● Stated goal: Change "road" to "dirt path" in the listing from the line containing "Can you tell me where the grass" through the end of the listing. Give those lines again with nothing else altered.

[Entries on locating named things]
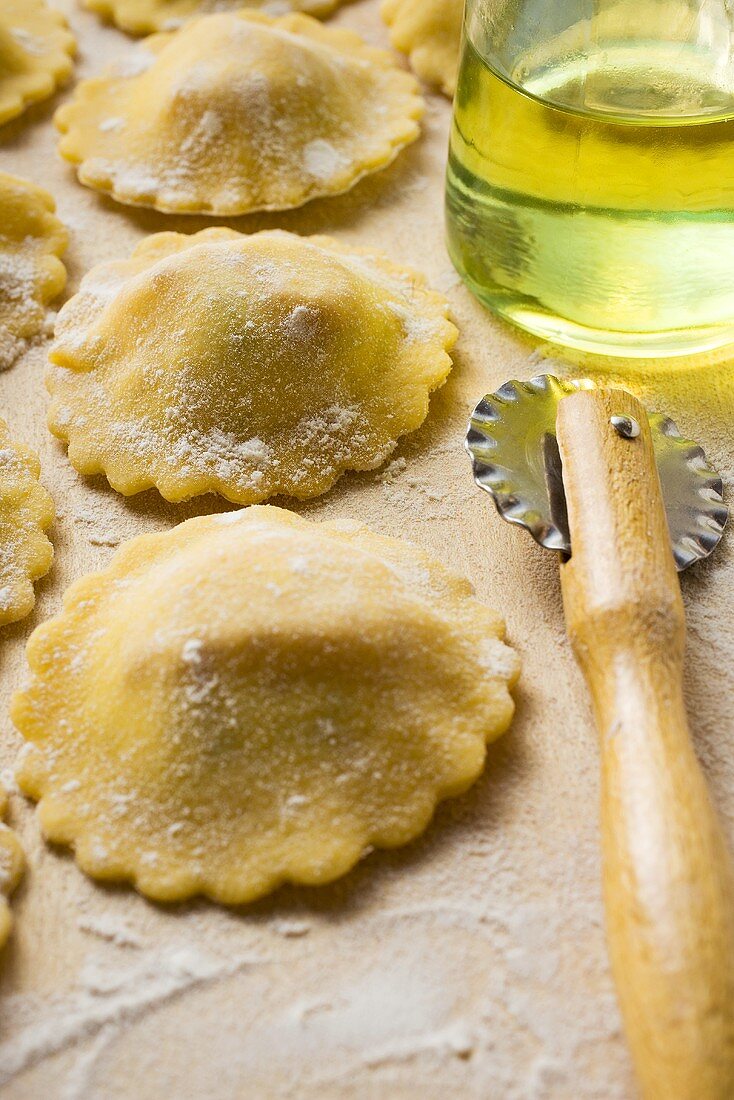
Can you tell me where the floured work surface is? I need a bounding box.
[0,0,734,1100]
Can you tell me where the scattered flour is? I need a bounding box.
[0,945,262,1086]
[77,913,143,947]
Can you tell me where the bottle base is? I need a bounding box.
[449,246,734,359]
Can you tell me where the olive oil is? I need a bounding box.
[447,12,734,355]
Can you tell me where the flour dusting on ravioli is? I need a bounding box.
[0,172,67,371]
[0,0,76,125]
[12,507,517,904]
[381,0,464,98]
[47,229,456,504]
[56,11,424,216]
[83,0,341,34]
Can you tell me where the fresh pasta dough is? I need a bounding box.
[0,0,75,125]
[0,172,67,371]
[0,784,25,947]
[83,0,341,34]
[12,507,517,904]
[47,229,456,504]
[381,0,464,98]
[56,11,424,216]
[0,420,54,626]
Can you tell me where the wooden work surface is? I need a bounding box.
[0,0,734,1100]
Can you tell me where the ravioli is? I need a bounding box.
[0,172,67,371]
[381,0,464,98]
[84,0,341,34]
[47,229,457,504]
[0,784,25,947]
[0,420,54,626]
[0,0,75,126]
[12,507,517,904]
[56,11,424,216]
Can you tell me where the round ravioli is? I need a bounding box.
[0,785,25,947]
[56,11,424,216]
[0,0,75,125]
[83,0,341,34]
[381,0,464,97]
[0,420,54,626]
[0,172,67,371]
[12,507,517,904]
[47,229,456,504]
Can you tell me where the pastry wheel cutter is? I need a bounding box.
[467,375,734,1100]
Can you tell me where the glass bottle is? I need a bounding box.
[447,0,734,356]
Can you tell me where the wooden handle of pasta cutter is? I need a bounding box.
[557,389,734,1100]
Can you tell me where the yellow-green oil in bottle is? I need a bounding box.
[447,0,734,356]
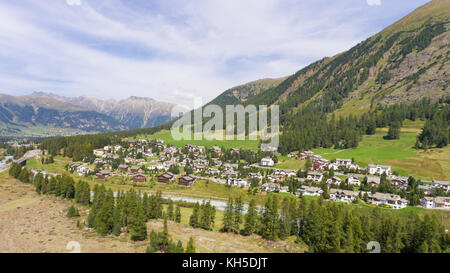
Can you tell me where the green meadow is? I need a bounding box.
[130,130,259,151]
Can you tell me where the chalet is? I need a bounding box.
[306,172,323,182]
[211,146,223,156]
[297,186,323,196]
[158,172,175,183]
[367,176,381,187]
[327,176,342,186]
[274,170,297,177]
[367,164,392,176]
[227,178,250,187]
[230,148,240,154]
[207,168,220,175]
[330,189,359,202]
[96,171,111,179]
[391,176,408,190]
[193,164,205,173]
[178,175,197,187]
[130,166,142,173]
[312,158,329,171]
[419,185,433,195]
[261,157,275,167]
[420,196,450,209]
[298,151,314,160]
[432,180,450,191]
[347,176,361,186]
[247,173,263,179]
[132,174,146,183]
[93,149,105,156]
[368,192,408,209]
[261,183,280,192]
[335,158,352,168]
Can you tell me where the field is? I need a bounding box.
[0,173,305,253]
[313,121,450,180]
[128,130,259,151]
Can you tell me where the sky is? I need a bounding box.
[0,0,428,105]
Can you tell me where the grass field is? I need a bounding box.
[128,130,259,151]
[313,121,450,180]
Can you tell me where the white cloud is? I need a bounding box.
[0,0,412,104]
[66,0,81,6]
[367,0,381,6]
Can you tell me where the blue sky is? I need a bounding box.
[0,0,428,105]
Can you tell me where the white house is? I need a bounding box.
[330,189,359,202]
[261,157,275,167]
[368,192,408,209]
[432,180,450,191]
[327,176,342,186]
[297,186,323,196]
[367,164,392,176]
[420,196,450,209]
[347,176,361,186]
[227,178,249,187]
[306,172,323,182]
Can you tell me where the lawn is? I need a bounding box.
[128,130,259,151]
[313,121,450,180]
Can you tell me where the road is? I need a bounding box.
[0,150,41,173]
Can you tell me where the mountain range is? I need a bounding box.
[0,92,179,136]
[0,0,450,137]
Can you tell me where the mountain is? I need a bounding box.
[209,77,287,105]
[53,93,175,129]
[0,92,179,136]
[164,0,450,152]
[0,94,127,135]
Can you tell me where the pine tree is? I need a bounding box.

● Written response:
Can you tell me where the grass field is? I need a bounding box.
[128,130,259,151]
[313,121,450,180]
Can you tell me where the white cloud is? I need a bounding box.
[0,0,412,104]
[66,0,81,6]
[367,0,381,6]
Can you tell me where the blue sky is? I need a bounding box.
[0,0,428,105]
Can you tell me where the white house is? I need a bounding box.
[330,189,359,202]
[261,157,275,167]
[368,192,408,209]
[432,180,450,191]
[327,176,342,186]
[297,186,323,196]
[367,164,392,176]
[420,196,450,209]
[347,176,361,186]
[227,178,249,187]
[306,172,323,182]
Can you tell me where the lawn is? I need a bounding box.
[128,130,259,151]
[313,121,450,180]
Can you tell me where the dirt path is? I need a bounding box.
[0,150,41,173]
Can you tell me where the mountain range is? I need a bounding box.
[0,92,179,136]
[0,0,450,137]
Can you tell me where the mountain is? I need a bounding box.
[209,77,287,105]
[53,93,175,129]
[0,92,179,136]
[164,0,450,152]
[0,94,127,135]
Can you tell me where the pine tree is? I need a bounding box.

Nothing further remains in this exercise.